## ACTIVITY:
What you give back should be exactly the opening lines of the data, ending with the line that contains "the green plastic" and including it.

• • • • • • •

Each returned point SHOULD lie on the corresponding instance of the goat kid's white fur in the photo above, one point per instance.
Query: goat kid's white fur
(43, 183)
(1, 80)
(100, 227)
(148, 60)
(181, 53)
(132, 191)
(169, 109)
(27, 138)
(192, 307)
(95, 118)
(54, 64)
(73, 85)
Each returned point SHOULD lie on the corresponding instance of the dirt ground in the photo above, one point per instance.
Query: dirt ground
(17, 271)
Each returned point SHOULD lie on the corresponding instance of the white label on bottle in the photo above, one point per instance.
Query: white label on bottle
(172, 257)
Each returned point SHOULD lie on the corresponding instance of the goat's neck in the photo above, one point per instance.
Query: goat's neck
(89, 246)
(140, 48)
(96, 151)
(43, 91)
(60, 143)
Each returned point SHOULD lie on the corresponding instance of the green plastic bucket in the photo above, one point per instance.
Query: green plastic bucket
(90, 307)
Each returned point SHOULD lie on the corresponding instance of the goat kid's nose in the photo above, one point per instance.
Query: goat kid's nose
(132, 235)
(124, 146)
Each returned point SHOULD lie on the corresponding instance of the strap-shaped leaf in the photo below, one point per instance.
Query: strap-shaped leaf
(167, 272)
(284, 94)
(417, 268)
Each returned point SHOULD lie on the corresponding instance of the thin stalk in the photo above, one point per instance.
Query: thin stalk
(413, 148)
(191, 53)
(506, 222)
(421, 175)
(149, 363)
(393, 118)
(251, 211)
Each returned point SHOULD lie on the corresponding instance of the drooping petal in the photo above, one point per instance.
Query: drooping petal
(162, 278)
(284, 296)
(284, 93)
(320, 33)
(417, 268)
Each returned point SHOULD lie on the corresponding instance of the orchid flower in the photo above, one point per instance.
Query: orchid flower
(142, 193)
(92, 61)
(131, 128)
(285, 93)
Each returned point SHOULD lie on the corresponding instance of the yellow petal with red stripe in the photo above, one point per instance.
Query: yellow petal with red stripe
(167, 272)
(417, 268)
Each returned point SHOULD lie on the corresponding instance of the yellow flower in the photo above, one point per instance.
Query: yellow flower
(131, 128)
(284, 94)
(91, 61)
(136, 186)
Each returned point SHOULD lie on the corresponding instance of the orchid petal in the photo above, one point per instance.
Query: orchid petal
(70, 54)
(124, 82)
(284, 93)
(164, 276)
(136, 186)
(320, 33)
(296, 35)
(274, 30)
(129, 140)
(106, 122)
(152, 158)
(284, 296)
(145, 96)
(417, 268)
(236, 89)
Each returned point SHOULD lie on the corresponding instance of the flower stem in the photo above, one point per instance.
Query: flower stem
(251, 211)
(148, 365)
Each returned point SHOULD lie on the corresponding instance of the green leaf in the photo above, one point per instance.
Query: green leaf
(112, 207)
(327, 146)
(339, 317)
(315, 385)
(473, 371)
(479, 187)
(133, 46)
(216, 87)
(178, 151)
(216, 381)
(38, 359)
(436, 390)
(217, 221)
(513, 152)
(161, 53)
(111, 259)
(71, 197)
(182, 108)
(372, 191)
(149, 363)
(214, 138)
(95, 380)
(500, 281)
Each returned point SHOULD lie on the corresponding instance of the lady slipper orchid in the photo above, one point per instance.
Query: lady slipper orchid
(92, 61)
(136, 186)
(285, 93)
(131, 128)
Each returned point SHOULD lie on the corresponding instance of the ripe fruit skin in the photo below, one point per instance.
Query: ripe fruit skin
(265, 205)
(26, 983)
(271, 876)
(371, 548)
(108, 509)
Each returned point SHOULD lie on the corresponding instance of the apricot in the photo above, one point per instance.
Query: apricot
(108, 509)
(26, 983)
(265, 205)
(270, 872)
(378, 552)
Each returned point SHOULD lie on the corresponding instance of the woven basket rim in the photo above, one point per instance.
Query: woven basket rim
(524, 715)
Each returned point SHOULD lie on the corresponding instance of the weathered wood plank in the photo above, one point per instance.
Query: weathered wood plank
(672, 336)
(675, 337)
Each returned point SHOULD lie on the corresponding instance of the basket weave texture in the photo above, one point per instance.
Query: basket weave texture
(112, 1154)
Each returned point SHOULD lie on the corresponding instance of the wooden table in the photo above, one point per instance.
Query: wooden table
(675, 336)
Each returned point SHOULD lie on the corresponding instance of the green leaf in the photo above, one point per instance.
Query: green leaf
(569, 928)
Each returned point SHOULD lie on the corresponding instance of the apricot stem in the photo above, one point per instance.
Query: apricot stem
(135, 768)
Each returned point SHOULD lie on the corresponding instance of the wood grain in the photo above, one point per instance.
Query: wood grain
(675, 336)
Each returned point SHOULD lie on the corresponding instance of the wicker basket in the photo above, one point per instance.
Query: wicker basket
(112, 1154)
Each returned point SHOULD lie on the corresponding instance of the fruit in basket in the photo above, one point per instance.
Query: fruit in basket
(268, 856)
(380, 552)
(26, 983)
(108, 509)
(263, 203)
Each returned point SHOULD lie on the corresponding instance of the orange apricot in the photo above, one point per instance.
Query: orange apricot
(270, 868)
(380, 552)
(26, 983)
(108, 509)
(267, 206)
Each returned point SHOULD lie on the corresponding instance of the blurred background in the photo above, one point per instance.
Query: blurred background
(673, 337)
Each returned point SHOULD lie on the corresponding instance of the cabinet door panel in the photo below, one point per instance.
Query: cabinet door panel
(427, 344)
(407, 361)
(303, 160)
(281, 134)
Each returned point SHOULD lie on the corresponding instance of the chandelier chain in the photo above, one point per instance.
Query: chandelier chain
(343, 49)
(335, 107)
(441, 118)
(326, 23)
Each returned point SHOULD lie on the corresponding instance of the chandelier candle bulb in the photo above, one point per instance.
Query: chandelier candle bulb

• • • • • • •

## EXPECTED ANSWER:
Each returned point SHOULD lie on the corresponding instance of the goat kid's white fur in the photo above, one point per instance.
Query: goat kid's white fur
(43, 183)
(1, 80)
(100, 227)
(148, 60)
(181, 53)
(132, 191)
(169, 109)
(27, 138)
(192, 307)
(95, 118)
(54, 64)
(73, 85)
Each returned point SHOULD lie on the corresponding instance of the dirt ground in the photo above, one point per instance.
Query: dirt ground
(17, 271)
Each returned point SHOULD lie on the corresponding instance of the white label on bottle in the photo above, one point per instance.
Query: white label on bottle
(172, 257)
Each returned point SHOULD lie on the corresponding instance of the goat's neck in the photo above, one point per instance.
Query: goat's neck
(89, 246)
(140, 48)
(96, 151)
(43, 91)
(60, 143)
Each returned point SHOULD lie on the corresponding instance of the green plastic bucket in the photo above, one point per instance.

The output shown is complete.